▸ **TASK TO CARRY OUT**: Give back every entry in full, exactly as it reads.

▸ **INPUT FOR THIS TASK**:

──────

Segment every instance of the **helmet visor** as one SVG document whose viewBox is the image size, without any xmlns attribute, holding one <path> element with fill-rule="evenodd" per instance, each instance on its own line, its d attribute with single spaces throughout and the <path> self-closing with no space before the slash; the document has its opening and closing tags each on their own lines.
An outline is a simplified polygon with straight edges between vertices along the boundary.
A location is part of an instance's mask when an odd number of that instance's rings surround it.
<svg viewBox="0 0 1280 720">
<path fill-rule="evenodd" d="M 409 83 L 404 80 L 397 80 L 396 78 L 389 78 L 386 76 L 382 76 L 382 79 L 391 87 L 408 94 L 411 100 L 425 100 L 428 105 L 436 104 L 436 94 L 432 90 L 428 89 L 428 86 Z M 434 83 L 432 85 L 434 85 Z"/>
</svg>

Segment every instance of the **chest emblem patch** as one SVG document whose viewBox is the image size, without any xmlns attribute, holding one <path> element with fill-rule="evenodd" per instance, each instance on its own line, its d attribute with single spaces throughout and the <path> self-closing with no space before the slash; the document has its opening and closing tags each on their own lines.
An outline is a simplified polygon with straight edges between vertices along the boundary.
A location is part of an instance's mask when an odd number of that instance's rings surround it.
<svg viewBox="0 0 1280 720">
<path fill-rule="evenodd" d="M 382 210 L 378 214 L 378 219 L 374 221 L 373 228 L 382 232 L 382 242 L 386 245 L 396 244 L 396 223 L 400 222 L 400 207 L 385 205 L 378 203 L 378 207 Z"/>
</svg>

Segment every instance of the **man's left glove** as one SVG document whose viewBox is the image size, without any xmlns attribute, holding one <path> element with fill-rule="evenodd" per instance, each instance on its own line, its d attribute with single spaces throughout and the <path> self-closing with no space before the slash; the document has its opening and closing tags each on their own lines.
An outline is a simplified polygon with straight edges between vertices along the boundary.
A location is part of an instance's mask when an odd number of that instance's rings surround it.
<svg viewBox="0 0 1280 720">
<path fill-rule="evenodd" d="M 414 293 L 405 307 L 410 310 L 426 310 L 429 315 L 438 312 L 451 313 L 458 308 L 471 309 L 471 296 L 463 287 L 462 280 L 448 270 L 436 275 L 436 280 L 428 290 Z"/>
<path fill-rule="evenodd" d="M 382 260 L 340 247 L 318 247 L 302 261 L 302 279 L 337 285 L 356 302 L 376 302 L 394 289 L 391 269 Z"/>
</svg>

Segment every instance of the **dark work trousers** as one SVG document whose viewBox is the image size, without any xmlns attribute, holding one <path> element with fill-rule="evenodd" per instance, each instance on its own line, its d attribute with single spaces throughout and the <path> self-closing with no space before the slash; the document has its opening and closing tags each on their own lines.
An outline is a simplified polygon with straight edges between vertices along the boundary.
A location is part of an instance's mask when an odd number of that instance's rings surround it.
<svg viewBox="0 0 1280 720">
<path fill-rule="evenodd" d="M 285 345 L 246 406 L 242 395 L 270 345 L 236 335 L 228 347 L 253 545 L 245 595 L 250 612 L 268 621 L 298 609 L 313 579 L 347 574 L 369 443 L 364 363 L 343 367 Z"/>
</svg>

──────

▸ **PROBLEM SOLUTION**:
Segment every instance of the **helmet visor** as one SVG document whose viewBox is the image size, without any xmlns attribute, holding one <path> element with fill-rule="evenodd" per instance, each instance on its own line, its d attribute with single spaces throughout and the <path> self-closing with no space before the slash; the document has its opening and closing tags each on their own lines.
An outline is a simplified polygon with straight edges between vertices along the boundary.
A location is part of an instance's mask when an odd number of that instance's rings surround it.
<svg viewBox="0 0 1280 720">
<path fill-rule="evenodd" d="M 409 83 L 404 80 L 397 80 L 396 78 L 389 78 L 386 76 L 382 76 L 382 79 L 391 87 L 408 94 L 411 100 L 425 100 L 428 105 L 436 104 L 436 94 L 432 90 L 428 89 L 428 86 Z M 434 83 L 432 85 L 434 85 Z"/>
</svg>

Segment every instance of the **chest emblem patch** as one SVG document whose viewBox is the image size, without any xmlns attribute, holding one <path> element with fill-rule="evenodd" per instance, each instance on its own line, its d attribute with single spaces throughout and the <path> self-closing with no space before the slash; the document has its opening and closing tags each on their own lines.
An outline is a simplified polygon with straight edges between vertices along the boundary.
A location is part of an instance's mask when an odd number of that instance's rings surround it.
<svg viewBox="0 0 1280 720">
<path fill-rule="evenodd" d="M 382 210 L 378 214 L 378 219 L 374 221 L 373 228 L 382 232 L 382 242 L 386 245 L 396 244 L 396 223 L 400 222 L 400 207 L 385 205 L 378 203 L 378 207 Z"/>
</svg>

Segment every instance of the **man's left glove** as one SVG document whose viewBox is the image size, without any xmlns attribute, holding one <path> element with fill-rule="evenodd" per instance, each instance on its own line, its d attribute with single spaces throughout and the <path> self-closing with no space before the slash; the document has its opening and closing tags each on their own lines.
An outline is a simplified polygon with straight edges between vertices along the boundary.
A location is part of an instance's mask when an odd number of that instance's rings surround it.
<svg viewBox="0 0 1280 720">
<path fill-rule="evenodd" d="M 414 293 L 405 307 L 410 310 L 426 310 L 429 315 L 438 312 L 451 313 L 458 308 L 471 309 L 471 296 L 463 287 L 462 280 L 448 270 L 436 275 L 436 280 L 428 290 Z"/>
<path fill-rule="evenodd" d="M 382 260 L 340 247 L 318 247 L 302 261 L 302 279 L 337 285 L 356 302 L 376 302 L 394 289 L 391 269 Z"/>
</svg>

Segment every instance of the **dark work trousers** as one SVG document whose viewBox is the image size, without any xmlns attribute, holding one <path> element with fill-rule="evenodd" per instance, each instance on its own line, its d attribute with single spaces throughout and the <path> self-closing with no space before the slash; the document has its opening and closing tags each on their own lines.
An outline is a simplified polygon with straight edges between vertices along the boundary.
A location is part of an instance's mask when an odd number of that instance's rings surround it.
<svg viewBox="0 0 1280 720">
<path fill-rule="evenodd" d="M 285 345 L 246 406 L 242 395 L 270 345 L 236 335 L 228 347 L 253 545 L 245 595 L 250 612 L 268 621 L 298 609 L 313 579 L 347 574 L 369 443 L 364 363 L 343 367 Z"/>
</svg>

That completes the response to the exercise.